DATA SECTION.

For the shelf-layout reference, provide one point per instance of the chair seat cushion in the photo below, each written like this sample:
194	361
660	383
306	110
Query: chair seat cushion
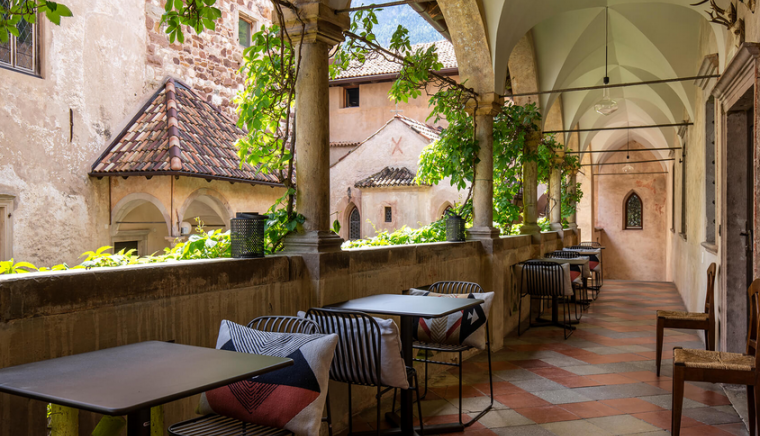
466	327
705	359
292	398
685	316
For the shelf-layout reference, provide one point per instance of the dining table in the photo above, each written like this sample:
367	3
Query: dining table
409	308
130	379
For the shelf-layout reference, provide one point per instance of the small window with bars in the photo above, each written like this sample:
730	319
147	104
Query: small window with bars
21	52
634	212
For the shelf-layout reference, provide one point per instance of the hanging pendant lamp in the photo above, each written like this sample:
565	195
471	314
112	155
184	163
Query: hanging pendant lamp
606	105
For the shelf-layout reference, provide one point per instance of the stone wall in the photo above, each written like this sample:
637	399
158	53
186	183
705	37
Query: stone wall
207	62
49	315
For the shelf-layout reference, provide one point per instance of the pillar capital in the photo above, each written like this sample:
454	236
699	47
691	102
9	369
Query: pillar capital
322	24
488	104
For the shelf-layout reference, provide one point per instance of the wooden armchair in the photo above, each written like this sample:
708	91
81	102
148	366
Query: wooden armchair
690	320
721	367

WHAT THE TASK REQUIRES. All of the entries must be reproduced exactly, apart from the pictures, which are to be dropped.

SOLUTION.
For the shelf-layout reference, provide one point per instance of the chair seat cushion in the photo below, each written like this sample:
194	361
660	383
306	110
Query: chair seat cushion
466	327
705	359
292	398
685	316
For the shelf-layout reference, provide one point per instance of the dining table in the photo above, each written like this sample:
367	3
Query: dining table
409	308
130	379
For the shelf-layout reference, provide one point per instance of the small window with bars in the photo above, each written like this sample:
730	319
147	104
Query: small window with bars
21	52
634	212
For the shelf-layout reference, provide one point per instance of the hanging pendant lamp in the photo above, each written like this sample:
565	195
471	314
112	155
184	163
Query: hanging pendant lamp
606	105
For the shelf-layout reference, provide one point per instance of the stone wall in the photo above, each written like this sample:
637	399
158	53
186	183
705	37
Query: stone wall
207	62
49	315
For the shelf-layout reference, provide one point per instance of the pillar capital in the photo above, each written like this sample:
454	236
699	47
691	102
9	369
Query: pillar capital
322	24
488	104
For the shelf-layout reference, provide one point per instance of the wooden armchair in the photo above, each written like this sample:
708	91
81	102
148	366
Query: wooden armchair
690	320
721	367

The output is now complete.